:: Stored rows ::

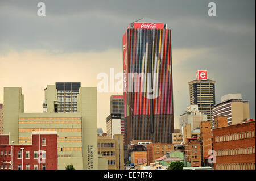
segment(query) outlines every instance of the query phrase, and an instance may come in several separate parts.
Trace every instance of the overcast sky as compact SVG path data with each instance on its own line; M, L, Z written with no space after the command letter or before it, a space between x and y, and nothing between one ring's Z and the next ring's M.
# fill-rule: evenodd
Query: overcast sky
M46 5L38 16L37 4ZM208 5L216 4L216 16ZM255 117L254 0L0 0L0 103L3 87L22 87L25 112L42 112L43 89L56 82L96 86L97 75L122 71L122 38L143 17L172 30L175 127L189 105L197 70L215 80L216 102L241 93ZM110 96L98 93L98 127L106 129Z

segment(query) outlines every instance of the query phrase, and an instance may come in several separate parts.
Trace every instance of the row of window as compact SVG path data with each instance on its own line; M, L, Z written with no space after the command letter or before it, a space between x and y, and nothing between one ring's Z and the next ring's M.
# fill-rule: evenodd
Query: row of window
M106 143L101 143L98 144L98 147L100 147L100 145L101 146L101 148L114 148L115 147L115 144L113 142L106 142Z
M108 165L115 165L115 160L108 160Z
M255 163L216 164L217 170L255 170Z
M102 156L114 156L115 151L101 151Z
M81 117L31 117L31 118L19 118L19 120L80 120Z
M217 150L217 156L230 156L240 154L254 154L255 147L240 148L233 149Z
M82 151L81 147L61 147L58 148L58 151Z
M81 121L19 121L19 124L78 124L82 123Z
M254 138L255 137L255 131L247 131L245 132L230 134L215 137L215 142L238 140L241 139L246 139Z
M81 132L81 128L42 128L40 129L41 131L57 131L59 132ZM32 132L32 131L39 131L39 129L19 129L20 132Z

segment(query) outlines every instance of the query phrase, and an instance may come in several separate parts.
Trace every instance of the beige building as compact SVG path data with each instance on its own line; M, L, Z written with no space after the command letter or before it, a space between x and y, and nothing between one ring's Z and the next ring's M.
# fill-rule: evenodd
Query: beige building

:::

(Instructions for the task) Please copy every line above word for word, leaving out the pictures.

(Reply to the exercise)
segment(query) outlines every instance of the query phrase, and an instance may come in several separate parts.
Trace every instance of the overcast sky as compact SVG path data with each instance on its own line; M, L, Z written with no space after the command letter or before it, a space between x and y, and nothing between one ring's Z and the next ring's M.
# fill-rule: evenodd
Query: overcast sky
M46 5L38 16L37 4ZM208 5L216 4L216 16ZM255 117L254 0L0 0L0 103L3 87L22 87L25 112L42 112L43 89L56 82L96 86L97 75L122 71L122 38L143 17L172 30L175 127L189 105L197 70L215 80L216 102L241 93ZM110 96L98 93L98 127L106 129Z

segment(query) outlines every instance of the query phrase, and an instance may come in several separate parts.
Trace every instance of the row of window as compact SVG path data with each instance on its own line; M, L, Z written with no space after the command letter or before it, a space between x and y, and nothing between one ring's Z and the next ring's M.
# fill-rule: evenodd
Query: row of window
M106 143L101 143L98 144L98 147L100 147L100 145L101 146L101 148L114 148L115 147L115 144L113 142L106 142Z
M108 165L115 165L115 160L108 160Z
M255 163L216 164L217 170L255 170Z
M102 156L114 156L115 151L101 151Z
M81 117L31 117L31 118L19 118L19 120L80 120Z
M217 150L217 156L230 156L240 154L254 154L255 147L240 148L233 149Z
M82 151L81 147L61 147L58 148L58 151Z
M81 121L19 121L19 124L78 124L82 123Z
M254 138L255 137L255 131L247 131L245 132L230 134L215 137L215 142L238 140L241 139L246 139Z
M81 132L81 128L42 128L40 129L41 131L57 131L59 132ZM32 132L32 131L39 131L39 129L19 129L20 132Z

segment(query) outlines every instance of the query phrase, and an instance may come in several separate parts.
Trace every instance of the beige building as compact SVG path data with each instance on its own line; M, L, Z written with no space after the command letter or before it, a space between x and y, and nothing between one ring's Z and the next ring's M.
# fill-rule: evenodd
Query: beige building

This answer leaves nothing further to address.